• _Work required_
Please set down every entry from the listing below, word for word.

• _Extracted information_

--- START ---

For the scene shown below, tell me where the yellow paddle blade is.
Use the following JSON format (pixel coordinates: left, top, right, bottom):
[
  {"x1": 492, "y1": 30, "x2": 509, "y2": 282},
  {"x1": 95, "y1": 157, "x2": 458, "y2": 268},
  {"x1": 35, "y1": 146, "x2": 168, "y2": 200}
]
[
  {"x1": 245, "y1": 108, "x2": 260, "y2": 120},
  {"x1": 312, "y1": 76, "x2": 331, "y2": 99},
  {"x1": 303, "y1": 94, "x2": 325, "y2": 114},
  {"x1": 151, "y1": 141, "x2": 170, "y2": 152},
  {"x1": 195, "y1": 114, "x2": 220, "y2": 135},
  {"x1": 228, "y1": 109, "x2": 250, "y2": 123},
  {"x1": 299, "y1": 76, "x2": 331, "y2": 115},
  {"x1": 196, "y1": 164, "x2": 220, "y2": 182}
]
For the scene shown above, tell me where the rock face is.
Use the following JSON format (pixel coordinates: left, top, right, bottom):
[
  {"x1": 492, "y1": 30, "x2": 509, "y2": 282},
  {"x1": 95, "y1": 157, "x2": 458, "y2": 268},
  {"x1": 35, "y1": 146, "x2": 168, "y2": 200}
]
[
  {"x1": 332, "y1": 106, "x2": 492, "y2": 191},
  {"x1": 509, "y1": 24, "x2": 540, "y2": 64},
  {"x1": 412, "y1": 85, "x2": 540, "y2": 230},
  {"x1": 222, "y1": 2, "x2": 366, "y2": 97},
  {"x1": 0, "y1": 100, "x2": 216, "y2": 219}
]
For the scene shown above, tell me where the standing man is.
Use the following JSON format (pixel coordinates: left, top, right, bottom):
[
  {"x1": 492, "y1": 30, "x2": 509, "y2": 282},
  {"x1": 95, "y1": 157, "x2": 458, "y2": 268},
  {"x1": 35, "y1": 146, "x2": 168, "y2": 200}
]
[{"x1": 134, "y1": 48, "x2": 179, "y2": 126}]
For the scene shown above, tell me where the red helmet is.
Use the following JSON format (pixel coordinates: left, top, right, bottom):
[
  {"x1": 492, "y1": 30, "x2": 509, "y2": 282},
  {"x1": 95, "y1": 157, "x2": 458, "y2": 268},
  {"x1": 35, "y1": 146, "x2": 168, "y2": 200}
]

--- END ---

• _Exercise output_
For the scene shown below, tell me where the yellow paddle blade is.
Use the following JSON format (pixel coordinates: left, top, right, bottom):
[
  {"x1": 492, "y1": 30, "x2": 509, "y2": 282},
  {"x1": 95, "y1": 157, "x2": 458, "y2": 268},
  {"x1": 35, "y1": 146, "x2": 168, "y2": 200}
]
[
  {"x1": 245, "y1": 108, "x2": 260, "y2": 120},
  {"x1": 312, "y1": 76, "x2": 331, "y2": 99},
  {"x1": 303, "y1": 94, "x2": 325, "y2": 114},
  {"x1": 151, "y1": 141, "x2": 170, "y2": 152},
  {"x1": 195, "y1": 114, "x2": 220, "y2": 135},
  {"x1": 228, "y1": 109, "x2": 250, "y2": 123},
  {"x1": 299, "y1": 76, "x2": 331, "y2": 115},
  {"x1": 196, "y1": 164, "x2": 220, "y2": 182}
]
For the scene shown above, tell me where the rock face is.
Use the following JSON format (pixel coordinates: left, top, right, bottom):
[
  {"x1": 492, "y1": 30, "x2": 509, "y2": 282},
  {"x1": 95, "y1": 157, "x2": 458, "y2": 268},
  {"x1": 35, "y1": 146, "x2": 168, "y2": 200}
]
[
  {"x1": 332, "y1": 106, "x2": 492, "y2": 191},
  {"x1": 509, "y1": 24, "x2": 540, "y2": 64},
  {"x1": 412, "y1": 85, "x2": 540, "y2": 230},
  {"x1": 222, "y1": 2, "x2": 366, "y2": 97},
  {"x1": 0, "y1": 100, "x2": 216, "y2": 219}
]
For the scene shown above, tell me where the standing man is.
Use the following JSON format (pixel coordinates: left, top, right, bottom):
[
  {"x1": 492, "y1": 30, "x2": 509, "y2": 282},
  {"x1": 95, "y1": 157, "x2": 458, "y2": 268},
  {"x1": 35, "y1": 146, "x2": 168, "y2": 200}
]
[{"x1": 134, "y1": 48, "x2": 179, "y2": 126}]
For the scene shown above, tell me where the red helmet is.
Use the following JSON format (pixel coordinates: left, top, right, bottom):
[
  {"x1": 492, "y1": 30, "x2": 509, "y2": 282},
  {"x1": 95, "y1": 157, "x2": 458, "y2": 268},
  {"x1": 35, "y1": 146, "x2": 168, "y2": 200}
]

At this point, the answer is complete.